▶ _INPUT DATA_:
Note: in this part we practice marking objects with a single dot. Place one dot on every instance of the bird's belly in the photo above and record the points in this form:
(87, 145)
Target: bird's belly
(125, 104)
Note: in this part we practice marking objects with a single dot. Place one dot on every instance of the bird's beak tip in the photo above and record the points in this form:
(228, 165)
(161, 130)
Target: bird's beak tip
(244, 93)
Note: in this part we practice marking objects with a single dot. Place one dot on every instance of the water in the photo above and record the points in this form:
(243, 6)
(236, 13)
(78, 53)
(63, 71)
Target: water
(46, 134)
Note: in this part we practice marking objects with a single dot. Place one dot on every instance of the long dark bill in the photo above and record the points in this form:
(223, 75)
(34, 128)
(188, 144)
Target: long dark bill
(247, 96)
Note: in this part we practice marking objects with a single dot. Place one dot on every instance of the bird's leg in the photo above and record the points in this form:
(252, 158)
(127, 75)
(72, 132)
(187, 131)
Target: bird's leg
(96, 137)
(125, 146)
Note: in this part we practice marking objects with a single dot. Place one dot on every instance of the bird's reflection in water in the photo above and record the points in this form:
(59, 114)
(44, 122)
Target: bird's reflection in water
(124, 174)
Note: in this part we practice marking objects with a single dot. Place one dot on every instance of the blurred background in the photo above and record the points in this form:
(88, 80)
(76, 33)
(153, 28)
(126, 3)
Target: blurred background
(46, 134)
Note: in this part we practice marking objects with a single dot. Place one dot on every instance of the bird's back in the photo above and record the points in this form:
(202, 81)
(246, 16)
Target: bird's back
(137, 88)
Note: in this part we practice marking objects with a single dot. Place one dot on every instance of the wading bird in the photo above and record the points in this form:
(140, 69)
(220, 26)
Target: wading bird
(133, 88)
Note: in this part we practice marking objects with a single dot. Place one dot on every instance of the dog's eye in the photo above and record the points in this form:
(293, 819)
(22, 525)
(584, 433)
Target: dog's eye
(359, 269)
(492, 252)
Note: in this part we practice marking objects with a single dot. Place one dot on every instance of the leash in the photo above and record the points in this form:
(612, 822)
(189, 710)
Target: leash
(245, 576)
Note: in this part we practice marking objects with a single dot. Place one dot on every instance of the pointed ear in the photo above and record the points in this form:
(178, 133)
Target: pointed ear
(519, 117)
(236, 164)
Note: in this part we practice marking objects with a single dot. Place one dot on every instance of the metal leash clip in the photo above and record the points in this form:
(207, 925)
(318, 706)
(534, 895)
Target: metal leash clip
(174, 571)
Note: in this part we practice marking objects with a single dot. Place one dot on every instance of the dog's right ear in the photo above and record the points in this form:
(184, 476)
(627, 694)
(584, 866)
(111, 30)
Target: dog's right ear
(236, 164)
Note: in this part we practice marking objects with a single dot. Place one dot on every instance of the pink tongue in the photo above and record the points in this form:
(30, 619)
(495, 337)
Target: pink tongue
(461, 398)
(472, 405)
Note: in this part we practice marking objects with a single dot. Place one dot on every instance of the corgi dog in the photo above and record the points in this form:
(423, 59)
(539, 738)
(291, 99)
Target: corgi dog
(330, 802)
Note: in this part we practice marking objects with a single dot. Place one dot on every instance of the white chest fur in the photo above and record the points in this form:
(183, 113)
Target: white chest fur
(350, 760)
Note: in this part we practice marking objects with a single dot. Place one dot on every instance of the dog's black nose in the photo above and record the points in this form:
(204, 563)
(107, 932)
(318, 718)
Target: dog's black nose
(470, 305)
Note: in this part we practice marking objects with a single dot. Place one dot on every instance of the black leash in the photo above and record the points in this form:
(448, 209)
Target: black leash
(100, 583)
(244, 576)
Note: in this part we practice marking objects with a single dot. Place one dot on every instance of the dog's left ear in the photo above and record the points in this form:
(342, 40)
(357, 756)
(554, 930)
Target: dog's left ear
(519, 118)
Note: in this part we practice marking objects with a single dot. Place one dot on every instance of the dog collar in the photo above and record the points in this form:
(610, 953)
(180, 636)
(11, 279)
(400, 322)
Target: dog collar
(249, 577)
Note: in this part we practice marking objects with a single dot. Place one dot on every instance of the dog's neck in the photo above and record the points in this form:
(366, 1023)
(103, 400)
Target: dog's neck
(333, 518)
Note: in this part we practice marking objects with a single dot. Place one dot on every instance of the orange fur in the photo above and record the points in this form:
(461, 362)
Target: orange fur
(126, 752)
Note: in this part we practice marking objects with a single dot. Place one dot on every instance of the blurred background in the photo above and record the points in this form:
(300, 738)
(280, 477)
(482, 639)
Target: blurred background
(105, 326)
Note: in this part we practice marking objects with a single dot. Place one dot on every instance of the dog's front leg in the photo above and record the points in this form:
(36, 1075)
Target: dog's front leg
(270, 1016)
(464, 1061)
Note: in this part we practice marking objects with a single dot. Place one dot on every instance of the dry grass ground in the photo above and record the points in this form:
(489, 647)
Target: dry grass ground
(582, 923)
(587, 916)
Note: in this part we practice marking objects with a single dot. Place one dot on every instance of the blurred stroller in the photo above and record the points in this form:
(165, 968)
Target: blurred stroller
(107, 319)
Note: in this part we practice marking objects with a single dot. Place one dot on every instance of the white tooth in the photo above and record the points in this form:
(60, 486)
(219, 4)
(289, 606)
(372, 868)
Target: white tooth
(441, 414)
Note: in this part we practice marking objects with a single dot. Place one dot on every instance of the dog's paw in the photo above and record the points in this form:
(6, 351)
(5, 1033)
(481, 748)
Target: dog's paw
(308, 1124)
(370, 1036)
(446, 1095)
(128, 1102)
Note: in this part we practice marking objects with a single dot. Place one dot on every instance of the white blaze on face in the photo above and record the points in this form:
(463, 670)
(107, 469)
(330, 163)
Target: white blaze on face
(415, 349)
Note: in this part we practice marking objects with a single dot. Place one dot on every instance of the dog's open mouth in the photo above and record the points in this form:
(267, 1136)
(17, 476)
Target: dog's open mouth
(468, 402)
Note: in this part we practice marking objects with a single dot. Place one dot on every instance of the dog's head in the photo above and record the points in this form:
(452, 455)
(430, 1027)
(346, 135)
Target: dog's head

▶ _WHAT TO DO_: Extract the entries above verbatim.

▶ _SOLUTION_:
Note: in this part we practice marking objects with a single dot. Place one dot on every instance of the bird's belly in the photo above and record the points in this form:
(87, 145)
Target: bird's belly
(125, 104)
Note: in this part we practice marking objects with a single dot. Place one dot on every instance of the bird's beak tip in the photo above and record the points in this form:
(228, 165)
(161, 130)
Target: bird's beak tip
(244, 93)
Note: in this part we practice marking objects with a single dot. Place one dot on every instance of the water in the photo above and record the points in this form:
(243, 6)
(236, 13)
(78, 53)
(63, 71)
Target: water
(46, 134)
Note: in this part we practice marking objects with a single dot. Place one dot on every instance of the long dark bill in the photo above and record the points in this form:
(223, 75)
(34, 128)
(188, 144)
Target: long dark bill
(247, 96)
Note: in this part we practice marking objects with a single dot. Place one dot on every instance of the bird's leg in the photo above and record the points in this form:
(252, 158)
(127, 75)
(72, 132)
(187, 131)
Target: bird's leg
(96, 137)
(125, 146)
Note: in this part we practice marking objects with a single dot. Place one dot on every instance of the bird's reflection in water in the photo above and record the points in this form:
(59, 114)
(44, 122)
Target: bird's reflection in water
(124, 174)
Note: in this part we practice marking objects with a single dot. Place one dot on every instance of the blurred background in the photo above and record the points in this form:
(88, 80)
(76, 33)
(153, 28)
(126, 3)
Target: blurred background
(46, 134)
Note: in this part we practice marking objects with a single dot. Place one dot on every instance of the bird's back in the photo above and record the points in this form:
(202, 81)
(246, 16)
Target: bird's back
(137, 88)
Note: in this part we practice marking objects with a single dot. Place one dot on every instance of the wading bird in the photo above and record the points in this form:
(140, 69)
(220, 26)
Target: wading bird
(133, 88)
Note: in this part we practice marking objects with a single dot. Place one dot on every instance of the dog's eye in the photo above and record the points in this form:
(293, 819)
(22, 525)
(584, 433)
Target: dog's eye
(359, 269)
(492, 252)
Note: in this part we practice marking objects with a single dot. Place one dot on every instance of the leash in the photo above and record the points in this form:
(612, 822)
(189, 710)
Target: leash
(245, 576)
Note: in this part we practice marking objects with a single dot. Place one dot on every instance of the pointed ear in the photo above and record the points in this form:
(178, 133)
Target: pointed ear
(519, 117)
(236, 164)
Note: in this part we practice marking objects with a single dot. Place one dot on every instance of the metal leash clip in the photo above and record the points in this form:
(207, 925)
(318, 706)
(534, 895)
Target: metal leash clip
(174, 571)
Note: in this part we practice marking objects with a single dot. Place one dot on every instance of the dog's right ear in the photo above and record the points in this form:
(184, 476)
(627, 694)
(584, 866)
(111, 30)
Target: dog's right ear
(236, 164)
Note: in this part we practice marking objects with a single dot. Place one dot on every instance of the pink tongue in the photo above and record the points in this form:
(30, 619)
(495, 337)
Target: pink tongue
(461, 398)
(472, 405)
Note: in this part we practice marking objects with a single dot. Place one dot on every instance of the corgi dog in the photo above and record the points in this form:
(423, 59)
(539, 738)
(291, 99)
Target: corgi dog
(330, 802)
Note: in this part we practice marking objects with a single dot. Place one dot on every instance of the white chest fur in the photo above and record the points in this form:
(183, 113)
Target: white chest fur
(350, 760)
Note: in this part we practice marking objects with a single dot. Place one dot on every instance of the dog's black nose in the photo above and record the points in this form:
(204, 563)
(107, 932)
(318, 718)
Target: dog's black nose
(470, 305)
Note: in this part we practice marking objects with a single dot. Place one dot on every instance of the black leash in the photo above and record the points in this form:
(448, 209)
Target: black leash
(100, 583)
(244, 576)
Note: in this part we practice marking objects with a single dot. Place one dot on every instance of the dog's left ear in the photo above and record the points in this form:
(342, 40)
(357, 756)
(554, 930)
Target: dog's left ear
(519, 118)
Note: in this part we practice marking objects with a single dot. Place one dot on every instance of the dog collar in the photo above and record the points in this form:
(610, 953)
(180, 636)
(11, 279)
(400, 322)
Target: dog collar
(249, 577)
Note: in this part we practice marking objects with a single dot. Place one dot on every instance of the dog's neck in the photo above and record the points in this form:
(366, 1023)
(103, 400)
Target: dog's neck
(333, 518)
Note: in this part we practice marking objects with a single dot. Place one dot on every instance of the orange fur in the photo above and record the points in this form:
(461, 362)
Target: orange fur
(126, 752)
Note: in this part we practice marking objects with a single dot. Place one dot on every instance of the blurred background in the photo above and record the points in this form:
(300, 738)
(280, 477)
(482, 639)
Target: blurred background
(105, 326)
Note: in this part we practice marking objects with a single dot. Place one dot on every instance of the dog's front leg in the photo above and record the points in this form:
(36, 1075)
Target: dog's front leg
(270, 1016)
(464, 1061)
Note: in this part we practice marking objects with a single dot. Place one dot on every instance of the dry grass ground in the photo above and record the points in this form:
(489, 647)
Target: dry grass ground
(582, 923)
(587, 916)
Note: in this part we practice marking objects with a single dot. Place one dot on every instance of the blurred stroller in the photo above and record the points in this form:
(165, 968)
Target: blurred stroller
(107, 319)
Note: in this part we practice marking objects with a single dot. Place one dot on every instance of the white tooth in the photo above and record the points in this form:
(60, 486)
(219, 4)
(289, 606)
(372, 868)
Target: white tooth
(441, 414)
Note: in this part we practice marking objects with a single dot. Place one dot on every instance of the dog's paw in the photo above and record the points in this form:
(6, 351)
(5, 1033)
(481, 748)
Target: dog's paw
(308, 1124)
(370, 1036)
(446, 1095)
(128, 1102)
Note: in this part we practice marking objects with a single dot. Place one dot on every instance of the white blaze on face in the photo above and record the points in this form:
(463, 670)
(107, 469)
(330, 163)
Target: white blaze on face
(415, 349)
Note: in this part we practice marking objects with a single dot. Place one dot on every instance of the dog's open mouth in the photo above and record the points in this form:
(267, 1136)
(17, 476)
Target: dog's open mouth
(468, 402)
Note: in this part we practice marking objects with a single dot. Place one dot on every instance of the dog's head in the photo above and record the points in this form:
(452, 455)
(430, 1027)
(346, 135)
Target: dog's head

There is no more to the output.